> [Consegna]
Rispondi alle domande seguenti in base al brano riportato più sotto.
(a) Quale consigliere ha svolto il ruolo di relatore?
(b) Contro quale sentenza è stato proposto il ricorso?
(c) Che cosa ha chiesto il Sostituto Procuratore Generale nelle sue conclusioni?

> [Brano]
▼
Corte di Cassazione, sezione terza penale, Sentenza 12 settembre 2018, n. 40444.
La massima estrapolata:
Non scatta il reato di violazione dei sigilli per il custode che commette negligenza sulla vigilanza ma non coopera concretamente all’effrazione.
Sentenza 12 settembre 2018, n. 40444
Data udienza 17 gennaio 2018
REPUBBLICA ITALIANA
IN NOME DEL POPOLO ITALIANO
LA CORTE SUPREMA DI CASSAZIONE
SEZIONE TERZA PENALE
Composta dagli Ill.mi Sigg.ri Magistrati:
Dott. CAVALLO Aldo – Presidente
Dott. DI NICOLA Vito – Consigliere
Dott. SOCCI Angelo Matteo – Consigliere
Dott. GENTILI Andrea – rel. Consigliere
Dott. SCARCELLA Alessio – Consigliere
ha pronunciato la seguente:
SENTENZA
sul ricorso proposto da:
(OMISSIS), nata a (OMISSIS);
avverso la sentenza n. 5447 della Corte di appello di Roma del 16 settembre 2015;
letti gli atti di causa, la sentenza impugnata e il ricorso introduttivo;
sentita la relazione fatta dal Consigliere Dott. GENTILI Andrea;
sentito il PM, in persona del Sostituto Procuratore Generale Dott.ssa DI NARDO Marilia, il quale ha concluso chiedendo la dichiarazione di inammissibilita’ del ricorso.
▲
> [Estratto del dataset]
▼
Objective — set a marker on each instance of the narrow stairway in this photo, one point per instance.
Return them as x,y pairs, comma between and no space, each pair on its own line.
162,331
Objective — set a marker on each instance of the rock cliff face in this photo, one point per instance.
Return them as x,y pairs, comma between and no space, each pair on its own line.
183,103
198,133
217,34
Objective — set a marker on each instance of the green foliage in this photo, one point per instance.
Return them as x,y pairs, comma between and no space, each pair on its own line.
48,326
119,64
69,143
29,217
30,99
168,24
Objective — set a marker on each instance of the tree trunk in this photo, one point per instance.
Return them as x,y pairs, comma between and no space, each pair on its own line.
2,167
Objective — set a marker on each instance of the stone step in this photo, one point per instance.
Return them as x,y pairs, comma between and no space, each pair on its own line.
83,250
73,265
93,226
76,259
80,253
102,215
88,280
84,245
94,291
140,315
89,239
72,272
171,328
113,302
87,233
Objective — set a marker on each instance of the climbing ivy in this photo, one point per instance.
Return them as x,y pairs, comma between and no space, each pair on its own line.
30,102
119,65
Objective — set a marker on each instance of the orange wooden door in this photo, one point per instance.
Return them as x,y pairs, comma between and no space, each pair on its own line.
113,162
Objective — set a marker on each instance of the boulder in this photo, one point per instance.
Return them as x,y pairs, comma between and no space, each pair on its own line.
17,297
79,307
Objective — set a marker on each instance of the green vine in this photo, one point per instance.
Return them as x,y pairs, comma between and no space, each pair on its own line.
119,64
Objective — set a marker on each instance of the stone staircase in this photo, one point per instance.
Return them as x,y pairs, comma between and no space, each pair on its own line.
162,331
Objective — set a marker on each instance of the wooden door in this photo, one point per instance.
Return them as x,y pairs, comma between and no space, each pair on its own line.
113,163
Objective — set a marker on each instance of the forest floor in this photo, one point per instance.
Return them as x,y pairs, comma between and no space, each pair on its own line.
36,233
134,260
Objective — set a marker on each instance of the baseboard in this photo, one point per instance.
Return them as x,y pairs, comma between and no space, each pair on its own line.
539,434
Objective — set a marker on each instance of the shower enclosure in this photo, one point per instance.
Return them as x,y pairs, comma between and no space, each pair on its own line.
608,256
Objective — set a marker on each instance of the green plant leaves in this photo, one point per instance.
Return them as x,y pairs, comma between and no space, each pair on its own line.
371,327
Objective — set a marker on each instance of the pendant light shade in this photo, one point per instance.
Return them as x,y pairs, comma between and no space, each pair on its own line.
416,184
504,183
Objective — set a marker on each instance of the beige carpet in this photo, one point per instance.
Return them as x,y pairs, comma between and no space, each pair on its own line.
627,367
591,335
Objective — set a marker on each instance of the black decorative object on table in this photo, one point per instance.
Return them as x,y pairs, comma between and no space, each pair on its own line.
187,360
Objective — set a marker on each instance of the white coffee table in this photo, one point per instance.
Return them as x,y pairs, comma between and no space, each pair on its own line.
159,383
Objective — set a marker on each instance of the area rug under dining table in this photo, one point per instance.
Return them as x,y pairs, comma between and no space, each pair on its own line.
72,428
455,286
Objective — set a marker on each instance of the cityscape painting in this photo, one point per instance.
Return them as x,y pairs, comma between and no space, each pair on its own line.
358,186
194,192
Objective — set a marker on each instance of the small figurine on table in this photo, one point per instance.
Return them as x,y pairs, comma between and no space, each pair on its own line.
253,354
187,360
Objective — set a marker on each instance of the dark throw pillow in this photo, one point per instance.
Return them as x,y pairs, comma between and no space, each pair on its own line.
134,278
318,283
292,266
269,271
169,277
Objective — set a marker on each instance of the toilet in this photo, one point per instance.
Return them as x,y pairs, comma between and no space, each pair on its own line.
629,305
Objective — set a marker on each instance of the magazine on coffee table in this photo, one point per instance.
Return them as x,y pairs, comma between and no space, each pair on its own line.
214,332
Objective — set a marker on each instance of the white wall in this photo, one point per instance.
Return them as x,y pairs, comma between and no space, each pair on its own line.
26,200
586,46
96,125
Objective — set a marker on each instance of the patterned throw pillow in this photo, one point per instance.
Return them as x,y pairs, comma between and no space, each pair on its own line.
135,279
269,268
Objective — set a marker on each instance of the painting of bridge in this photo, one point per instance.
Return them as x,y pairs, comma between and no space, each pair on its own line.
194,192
▲
> [Risposta attesa]
(a) Il relatore è il Dott. Andrea Gentili.
(b) Il ricorso è stato proposto contro la sentenza n. 5447 della Corte di appello di Roma del 16 settembre 2015.
(c) Ha chiesto che il ricorso fosse dichiarato inammissibile.